◆ **Text excerpt**:
- - - - - - -

Cameroon has opened a probe into recent deadly violence linked to a symbolic declaration of independence in the west African nation's English-speaking region, the defence minister said Friday.

“Apart from the material damage, precise enquiries have been opened by judicial authorities on the toll,” Defence Minister Joseph Beti Assomo said on state radio.

According to an AFP tally, 14 people died in violence ahead of the symbolic October 1 declaration of independence of Ambazonia, the name of the state the separatists want to create.

But Amnesty International said Friday that “at least 500 people remained detained …packed like sardines in overcrowded prisons” after “mass arbitrary arrests” in the anglophone regions, and reported that “more than 20 people were unlawfully shot dead” by security forces.

“Security forces including the army ….have also used unnecessary or excessive force when conducting arrests, and have destroyed property and looted belongings,” it said.

Government spokesman Issa Tchiroma Bakary has said 10 people died, and the authorities claim that security forces did not open fire during the demonstrations.

Assomo had on Thursday visited Buea, the main city in the English-speaking southwest region, where he headed a meeting to review security.

“The defence and security forces carried out their task in a responsible manner without losing their cool,” he said.

On Friday, the Social Democratic Front (SDF), the country’s main opposition party, said it would organise a march in Douala, Cameroon’s economic hub, on October 21 in solidarity with the English-speaking regions, and claimed live bullets had been fired.

The march has been authorised by the authorities, AFP confirmed, a rare occurrence in the country, where street demonstrations by opposition and civic groups are systematically prohibited or suppressed.

Cameroon’s anglophone-francophone rift dates back to 1961 when the British-administered Southern Cameroons united with Cameroon after its independence from France in 1960.

English speakers complain they have suffered decades of economic inequality and social injustice at the hands of the French-speaking majority.

Anglophones account for about a fifth of the country’s population of 22 million.

- - - - - - -

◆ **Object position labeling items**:
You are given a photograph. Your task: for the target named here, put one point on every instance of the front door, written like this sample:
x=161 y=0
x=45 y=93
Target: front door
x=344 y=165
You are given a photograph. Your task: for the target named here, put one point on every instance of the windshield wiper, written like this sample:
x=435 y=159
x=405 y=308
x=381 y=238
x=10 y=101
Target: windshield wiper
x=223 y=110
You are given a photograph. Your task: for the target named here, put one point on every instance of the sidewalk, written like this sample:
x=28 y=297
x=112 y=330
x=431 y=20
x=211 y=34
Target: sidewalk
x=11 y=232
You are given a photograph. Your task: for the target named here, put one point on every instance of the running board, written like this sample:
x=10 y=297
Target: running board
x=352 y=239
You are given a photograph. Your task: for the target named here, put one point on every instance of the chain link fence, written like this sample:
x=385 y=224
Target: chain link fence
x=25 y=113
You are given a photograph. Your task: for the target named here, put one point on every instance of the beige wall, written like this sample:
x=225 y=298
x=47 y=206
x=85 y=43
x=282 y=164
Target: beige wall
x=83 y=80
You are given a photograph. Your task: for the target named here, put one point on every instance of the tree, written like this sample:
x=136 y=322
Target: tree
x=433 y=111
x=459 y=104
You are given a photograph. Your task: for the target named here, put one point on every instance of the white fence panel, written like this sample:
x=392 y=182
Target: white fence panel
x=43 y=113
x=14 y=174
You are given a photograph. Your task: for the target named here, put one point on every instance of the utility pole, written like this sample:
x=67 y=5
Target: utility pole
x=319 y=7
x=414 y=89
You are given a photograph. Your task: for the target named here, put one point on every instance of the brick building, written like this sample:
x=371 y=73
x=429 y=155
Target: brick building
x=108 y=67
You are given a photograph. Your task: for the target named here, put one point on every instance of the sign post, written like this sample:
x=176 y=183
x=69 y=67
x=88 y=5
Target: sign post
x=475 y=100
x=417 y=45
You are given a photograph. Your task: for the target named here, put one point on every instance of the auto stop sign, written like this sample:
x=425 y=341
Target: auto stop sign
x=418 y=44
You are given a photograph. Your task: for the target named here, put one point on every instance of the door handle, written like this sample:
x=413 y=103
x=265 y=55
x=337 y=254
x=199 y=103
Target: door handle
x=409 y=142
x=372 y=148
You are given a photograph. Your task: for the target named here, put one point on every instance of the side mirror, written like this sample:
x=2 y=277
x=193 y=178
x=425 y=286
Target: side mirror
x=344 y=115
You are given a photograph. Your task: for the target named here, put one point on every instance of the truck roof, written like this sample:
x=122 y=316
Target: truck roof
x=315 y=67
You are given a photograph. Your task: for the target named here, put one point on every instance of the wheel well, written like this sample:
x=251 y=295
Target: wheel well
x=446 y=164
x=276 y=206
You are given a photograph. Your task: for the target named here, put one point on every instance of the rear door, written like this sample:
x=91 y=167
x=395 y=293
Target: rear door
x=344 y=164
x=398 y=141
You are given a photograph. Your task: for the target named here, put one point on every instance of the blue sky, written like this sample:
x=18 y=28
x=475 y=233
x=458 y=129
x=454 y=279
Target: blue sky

- - - - - - -

◆ **Problem description**: Reproduce the stretch of the Cameroon news excerpt from "Government spokesman Issa" through "prohibited or suppressed.", replacing "demonstrations" with "protests" each time it occurs.

◆ **Result of the task**:
Government spokesman Issa Tchiroma Bakary has said 10 people died, and the authorities claim that security forces did not open fire during the protests.

Assomo had on Thursday visited Buea, the main city in the English-speaking southwest region, where he headed a meeting to review security.

“The defence and security forces carried out their task in a responsible manner without losing their cool,” he said.

On Friday, the Social Democratic Front (SDF), the country’s main opposition party, said it would organise a march in Douala, Cameroon’s economic hub, on October 21 in solidarity with the English-speaking regions, and claimed live bullets had been fired.

The march has been authorised by the authorities, AFP confirmed, a rare occurrence in the country, where street protests by opposition and civic groups are systematically prohibited or suppressed.